→ **Quoted text**:
Before: Saad, C.J., and Murphy and Donofrio, JJ.
PER CURIAM.
Defendant appeals as of right from his conviction for possession of child sexually abusive
material, MCL 750.145c(4). Because trial counsel was constitutionally ineffective, and because
there was a reasonable probability that, but for counsel’s unprofessional errors, the result would
have been different, we reverse and remand for a new trial.
This case initially stems from a police investigation of a complaint waged against
defendant that he had stalked an ex-girlfriend. Deputy Wes Cuatt was a part of a team that
executed a warrant to search defendant’s residence on August 31, 2006. Cuatt has expertise in
computers, which was needed during the search so that property would not be damaged and
evidence purportedly on a computer in the home would not be lost. Police located an old
computer that operated with a dial-up modem in a small room and two hard drives. The
computer was powered on even though no one was home and had no brand name or serial
number. Police seized the computer and Deputy Cuatt eventually subjected both hard drives to
certain forensic programs on December 21, 2006. One of the hard drives had a large amount of
adult pornography on it. The same hard drive had four pictures of young girls who were
obviously under the age of eighteen. The hard drives also contained photographs of defendant,
family members, and friends, as well as e-mail to and from defendant.
Defendant was charged and the matter went to jury trial. The trial was relatively short
and the prosecution only called two witnesses: Deputy Cuatt, and Dr. Steven R. Guertin, a
physician. Deputy Cuatt testified regarding the investigation and the four illegal images among
31,739 images found on defendant’s computer. Dr. Guertin’s testimony concerned the apparent
ages of the girls in the pictures, which he estimated to be between eight and twelve years old.

→ **Required actions**:
1) According to the court opinion, on what date did Deputy Cuatt run forensic programs on the two hard drives?
2) Repeat the part of the court opinion from "Defendant appeals as" to "a new trial.".
3) Check each statement against the court opinion: (a) the search warrant for the residence was executed on August 31, 2006; (b) the seized computer had a brand name and serial number; (c) the prosecution called three witnesses at trial. For each, answer yes or no and quote the words that decide it.

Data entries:
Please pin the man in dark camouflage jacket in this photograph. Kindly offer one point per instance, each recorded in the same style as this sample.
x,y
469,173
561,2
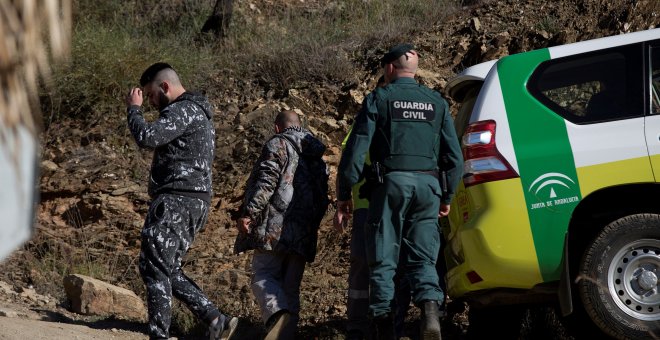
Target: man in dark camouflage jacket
x,y
183,140
285,197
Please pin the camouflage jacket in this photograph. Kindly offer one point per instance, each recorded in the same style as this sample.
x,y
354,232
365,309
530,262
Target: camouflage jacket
x,y
279,200
183,140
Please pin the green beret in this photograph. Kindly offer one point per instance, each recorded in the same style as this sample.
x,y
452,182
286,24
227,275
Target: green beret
x,y
395,52
151,72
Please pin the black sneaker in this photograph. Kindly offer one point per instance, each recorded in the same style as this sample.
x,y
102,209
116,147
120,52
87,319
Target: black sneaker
x,y
276,324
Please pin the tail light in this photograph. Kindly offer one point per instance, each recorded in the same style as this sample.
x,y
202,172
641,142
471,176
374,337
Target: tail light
x,y
483,162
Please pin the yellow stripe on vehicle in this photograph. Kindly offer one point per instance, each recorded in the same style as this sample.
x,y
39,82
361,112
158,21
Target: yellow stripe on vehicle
x,y
496,240
594,177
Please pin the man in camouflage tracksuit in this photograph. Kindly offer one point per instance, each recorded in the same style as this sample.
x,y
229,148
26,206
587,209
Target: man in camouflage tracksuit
x,y
280,220
183,140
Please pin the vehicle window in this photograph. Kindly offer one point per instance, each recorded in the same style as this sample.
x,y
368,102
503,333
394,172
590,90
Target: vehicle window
x,y
655,80
592,87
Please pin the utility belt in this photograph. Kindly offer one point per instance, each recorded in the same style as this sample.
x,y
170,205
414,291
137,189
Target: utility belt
x,y
375,175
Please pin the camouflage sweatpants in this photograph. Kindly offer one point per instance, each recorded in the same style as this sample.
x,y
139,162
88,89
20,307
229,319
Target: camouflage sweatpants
x,y
169,230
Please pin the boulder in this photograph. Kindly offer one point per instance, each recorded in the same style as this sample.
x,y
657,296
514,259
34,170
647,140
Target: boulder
x,y
90,296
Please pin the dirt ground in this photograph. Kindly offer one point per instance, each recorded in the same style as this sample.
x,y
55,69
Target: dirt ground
x,y
93,184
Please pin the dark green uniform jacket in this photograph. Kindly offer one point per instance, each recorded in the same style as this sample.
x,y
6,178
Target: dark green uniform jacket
x,y
406,127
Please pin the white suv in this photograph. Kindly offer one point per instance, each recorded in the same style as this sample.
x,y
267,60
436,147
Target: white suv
x,y
560,197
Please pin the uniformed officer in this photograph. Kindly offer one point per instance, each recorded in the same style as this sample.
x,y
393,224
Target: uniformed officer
x,y
409,133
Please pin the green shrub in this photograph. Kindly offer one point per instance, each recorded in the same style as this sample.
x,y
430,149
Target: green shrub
x,y
282,46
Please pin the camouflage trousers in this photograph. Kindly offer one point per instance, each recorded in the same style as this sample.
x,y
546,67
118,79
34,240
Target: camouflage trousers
x,y
169,230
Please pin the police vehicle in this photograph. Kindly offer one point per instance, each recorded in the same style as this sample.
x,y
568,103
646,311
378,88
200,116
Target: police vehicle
x,y
560,200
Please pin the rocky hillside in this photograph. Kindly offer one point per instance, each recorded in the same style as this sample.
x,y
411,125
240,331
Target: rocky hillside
x,y
93,184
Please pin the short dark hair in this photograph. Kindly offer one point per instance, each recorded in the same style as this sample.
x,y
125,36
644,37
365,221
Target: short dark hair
x,y
150,73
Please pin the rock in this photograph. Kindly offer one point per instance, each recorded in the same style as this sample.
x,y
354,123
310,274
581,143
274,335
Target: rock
x,y
94,297
8,313
49,165
234,279
29,294
475,24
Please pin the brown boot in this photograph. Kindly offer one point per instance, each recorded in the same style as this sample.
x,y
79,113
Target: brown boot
x,y
430,322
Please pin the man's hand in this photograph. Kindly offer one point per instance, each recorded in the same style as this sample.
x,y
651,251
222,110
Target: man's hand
x,y
444,210
134,97
342,215
243,225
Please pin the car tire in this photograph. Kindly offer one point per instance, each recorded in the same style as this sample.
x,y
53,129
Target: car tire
x,y
618,277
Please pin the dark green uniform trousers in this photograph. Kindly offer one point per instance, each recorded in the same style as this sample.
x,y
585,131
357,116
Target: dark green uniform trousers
x,y
403,219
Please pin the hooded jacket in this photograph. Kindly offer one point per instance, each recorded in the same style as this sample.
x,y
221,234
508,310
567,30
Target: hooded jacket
x,y
279,197
183,140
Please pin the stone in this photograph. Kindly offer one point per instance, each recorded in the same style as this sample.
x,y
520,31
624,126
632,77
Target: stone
x,y
90,296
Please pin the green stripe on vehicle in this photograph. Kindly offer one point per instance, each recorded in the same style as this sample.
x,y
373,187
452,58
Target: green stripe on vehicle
x,y
545,160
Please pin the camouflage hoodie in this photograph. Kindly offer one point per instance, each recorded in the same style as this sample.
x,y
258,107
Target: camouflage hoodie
x,y
183,139
279,203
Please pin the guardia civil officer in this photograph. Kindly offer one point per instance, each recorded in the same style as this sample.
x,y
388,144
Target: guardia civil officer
x,y
409,133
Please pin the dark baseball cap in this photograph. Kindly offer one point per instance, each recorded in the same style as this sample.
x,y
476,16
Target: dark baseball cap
x,y
395,52
151,72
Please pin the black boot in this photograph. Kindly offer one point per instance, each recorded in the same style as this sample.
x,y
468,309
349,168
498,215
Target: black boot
x,y
430,322
383,328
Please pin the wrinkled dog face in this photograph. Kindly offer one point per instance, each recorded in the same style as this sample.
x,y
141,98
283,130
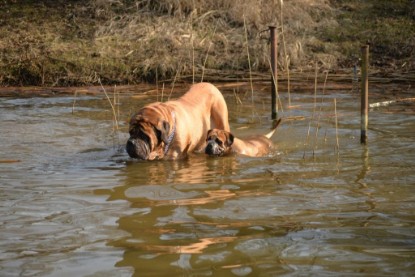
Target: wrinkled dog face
x,y
218,142
147,138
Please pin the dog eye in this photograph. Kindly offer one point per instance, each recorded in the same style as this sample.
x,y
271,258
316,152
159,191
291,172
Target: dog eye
x,y
219,142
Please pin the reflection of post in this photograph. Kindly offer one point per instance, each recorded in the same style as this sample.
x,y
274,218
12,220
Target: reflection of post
x,y
364,106
274,75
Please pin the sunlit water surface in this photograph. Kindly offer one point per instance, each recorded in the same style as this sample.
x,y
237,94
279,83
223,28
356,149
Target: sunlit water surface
x,y
74,204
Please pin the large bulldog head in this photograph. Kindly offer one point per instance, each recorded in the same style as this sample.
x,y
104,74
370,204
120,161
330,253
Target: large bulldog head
x,y
149,134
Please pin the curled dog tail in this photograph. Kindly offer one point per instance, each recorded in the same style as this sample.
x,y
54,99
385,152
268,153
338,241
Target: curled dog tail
x,y
274,128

→ **Answer set**:
1) December 21, 2006

2)
Defendant appeals as of right from his conviction for possession of child sexually abusive
material, MCL 750.145c(4). Because trial counsel was constitutionally ineffective, and because
there was a reasonable probability that, but for counsel’s unprofessional errors, the result would
have been different, we reverse and remand for a new trial.

3)
(a) Yes: "executed a warrant to search defendant’s residence on August 31, 2006"
(b) No: "had no brand name or serial number"
(c) No: "the prosecution only called two witnesses"